| Text section |

┄┄┄┄┄┄┄┄┄┄┄┄┄┄┄┄┄┄┄┄

Guardrails: Bedrock Guardrails filter content to prevent secrets leakage in governance responses.

Bringing It to Slack with AG-UI

An agent that lives behind an API endpoint is useful. An agent that lives in the channel where your team already works is adopted.

We built a Slack bot as a separate service — Slack Bolt running in Socket Mode on ECS Fargate. When a user messages the bot, it calls the AgentCore-hosted agent over HTTPS. But early versions had a problem: governance scans take 15–30 seconds. Users would type a question, stare at a typing indicator, and wonder if anything was happening.

AgentCore supports AG-UI (Agent-User Interface), a streaming protocol that surfaces what the agent is doing in real time. We built a custom Strands-to-AG-UI adapter that translates the SDK's internal events into an SSE stream:

POST /invocations
Accept: text/event-stream

→ TOOL_CALL_START: discover_resources (scanning 3 accounts...)
→ TEXT_DELTA: "Found 47 security groups across..."
→ TOOL_CALL_START: security_tool (analyzing findings...)

┄┄┄┄┄┄┄┄┄┄┄┄┄┄┄┄┄┄┄┄

| Raw data |
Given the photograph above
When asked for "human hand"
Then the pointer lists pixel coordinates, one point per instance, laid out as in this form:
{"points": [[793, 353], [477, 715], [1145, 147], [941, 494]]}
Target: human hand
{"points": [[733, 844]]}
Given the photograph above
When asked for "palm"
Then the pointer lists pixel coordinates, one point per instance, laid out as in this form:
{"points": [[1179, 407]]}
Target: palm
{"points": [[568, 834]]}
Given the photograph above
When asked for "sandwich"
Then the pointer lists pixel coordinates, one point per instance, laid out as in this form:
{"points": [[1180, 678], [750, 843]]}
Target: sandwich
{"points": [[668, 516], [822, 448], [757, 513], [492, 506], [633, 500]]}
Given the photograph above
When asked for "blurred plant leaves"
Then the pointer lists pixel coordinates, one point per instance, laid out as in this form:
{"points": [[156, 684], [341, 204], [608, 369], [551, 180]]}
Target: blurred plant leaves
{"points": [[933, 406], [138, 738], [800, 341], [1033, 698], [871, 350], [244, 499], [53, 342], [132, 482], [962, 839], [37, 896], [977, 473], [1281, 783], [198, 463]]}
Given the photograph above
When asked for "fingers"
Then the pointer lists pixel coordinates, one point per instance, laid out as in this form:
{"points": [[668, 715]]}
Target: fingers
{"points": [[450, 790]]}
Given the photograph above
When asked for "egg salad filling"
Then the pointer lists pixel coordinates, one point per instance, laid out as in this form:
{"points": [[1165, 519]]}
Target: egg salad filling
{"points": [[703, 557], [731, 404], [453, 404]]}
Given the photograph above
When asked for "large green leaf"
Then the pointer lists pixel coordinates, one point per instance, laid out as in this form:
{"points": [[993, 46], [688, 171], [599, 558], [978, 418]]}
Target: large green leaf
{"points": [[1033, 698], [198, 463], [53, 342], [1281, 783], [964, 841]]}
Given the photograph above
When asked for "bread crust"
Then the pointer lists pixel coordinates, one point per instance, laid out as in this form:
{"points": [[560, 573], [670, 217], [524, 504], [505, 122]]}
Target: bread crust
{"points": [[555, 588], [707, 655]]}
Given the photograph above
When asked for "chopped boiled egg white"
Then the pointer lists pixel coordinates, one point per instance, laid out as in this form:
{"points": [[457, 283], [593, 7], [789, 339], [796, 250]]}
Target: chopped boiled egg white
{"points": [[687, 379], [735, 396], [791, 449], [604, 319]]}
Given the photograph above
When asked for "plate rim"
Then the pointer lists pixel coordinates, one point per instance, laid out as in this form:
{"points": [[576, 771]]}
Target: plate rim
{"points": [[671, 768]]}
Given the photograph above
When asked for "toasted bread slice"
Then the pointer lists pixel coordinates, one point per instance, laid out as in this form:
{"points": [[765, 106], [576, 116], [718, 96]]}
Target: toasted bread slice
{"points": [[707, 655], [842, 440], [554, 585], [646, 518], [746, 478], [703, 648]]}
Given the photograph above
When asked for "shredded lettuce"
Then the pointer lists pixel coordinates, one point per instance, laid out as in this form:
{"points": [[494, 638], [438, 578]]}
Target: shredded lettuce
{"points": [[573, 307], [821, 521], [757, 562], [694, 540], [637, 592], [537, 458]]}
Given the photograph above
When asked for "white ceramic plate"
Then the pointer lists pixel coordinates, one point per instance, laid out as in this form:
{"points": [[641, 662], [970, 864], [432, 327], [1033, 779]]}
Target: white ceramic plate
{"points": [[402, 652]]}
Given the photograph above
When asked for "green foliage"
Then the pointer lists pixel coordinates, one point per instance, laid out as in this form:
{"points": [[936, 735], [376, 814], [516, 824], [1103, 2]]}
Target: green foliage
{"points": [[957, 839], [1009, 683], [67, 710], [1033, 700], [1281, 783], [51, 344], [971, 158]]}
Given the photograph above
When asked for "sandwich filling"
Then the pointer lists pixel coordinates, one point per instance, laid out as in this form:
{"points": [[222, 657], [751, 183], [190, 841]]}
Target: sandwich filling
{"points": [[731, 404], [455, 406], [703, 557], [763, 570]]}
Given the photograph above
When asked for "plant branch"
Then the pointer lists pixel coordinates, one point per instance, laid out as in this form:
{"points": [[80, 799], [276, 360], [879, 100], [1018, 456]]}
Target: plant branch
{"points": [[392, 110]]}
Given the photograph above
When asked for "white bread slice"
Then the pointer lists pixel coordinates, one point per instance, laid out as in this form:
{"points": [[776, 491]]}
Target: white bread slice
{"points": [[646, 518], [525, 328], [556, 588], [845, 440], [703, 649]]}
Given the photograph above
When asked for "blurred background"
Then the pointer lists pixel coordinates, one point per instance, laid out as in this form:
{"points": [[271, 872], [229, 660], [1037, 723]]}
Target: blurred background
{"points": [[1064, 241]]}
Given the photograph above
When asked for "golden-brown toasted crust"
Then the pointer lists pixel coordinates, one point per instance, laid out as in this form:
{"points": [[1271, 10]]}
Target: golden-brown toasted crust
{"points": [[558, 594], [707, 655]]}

┄┄┄┄┄┄┄┄┄┄┄┄┄┄┄┄┄┄┄┄

| What you should do |
Write the next part of the text on bringing the agent to Slack with AG-UI, starting right after its last line.

| Exercise response |
→ TEXT_DELTA: "12 groups have unrestricted ingress..."

The same endpoint serves both modes. Accept: text/event-stream gets the SSE stream; a normal request gets synchronous JSON. The Slack bot consumes the stream and progressively updates the Slack message — users see tools firing, partial results appearing, and the final analysis building in real time.

A few things we learned the hard way about streaming:

Never clear your accumulated response text when a new tool call starts. The agent can call tools mid-response, and clearing the buffer silently drops everything it said before the tool call.
Track unique tool stages, not individual calls, for progress display. Otherwise you flood the Slack message with duplicate updates.
Track text offsets after both tool-call-start and tool-call-end events. Text can appear between tool calls, and missing either offset creates gaps in the streamed output.

The result: what used to be a 30-second black box is now a 30-second live feed of the agent working through the problem. Users trust it more because they can see it thinking.

The Numbers

Metric	Satellite Architecture	Current
Lines of code	~25,000	~7,000
Tool definitions exposed to LLM	70+	25 (8 dispatchers + 17 individual)
Tool schema tokens per request	~30K	~10K
Infrastructure components	S3 Vectors (4 buckets), 52 indexes, Lambda scanners, Step Functions, 57 VPC endpoints	Config Aggregator (AWS-managed), 20 VPC endpoints
Data freshness	Minutes to hours (scan schedule)	Real-time (Config Aggregator)
Embedding costs	Per-resource per-scan	Zero
Live test pass rate	Inconsistent	109/109 (100%)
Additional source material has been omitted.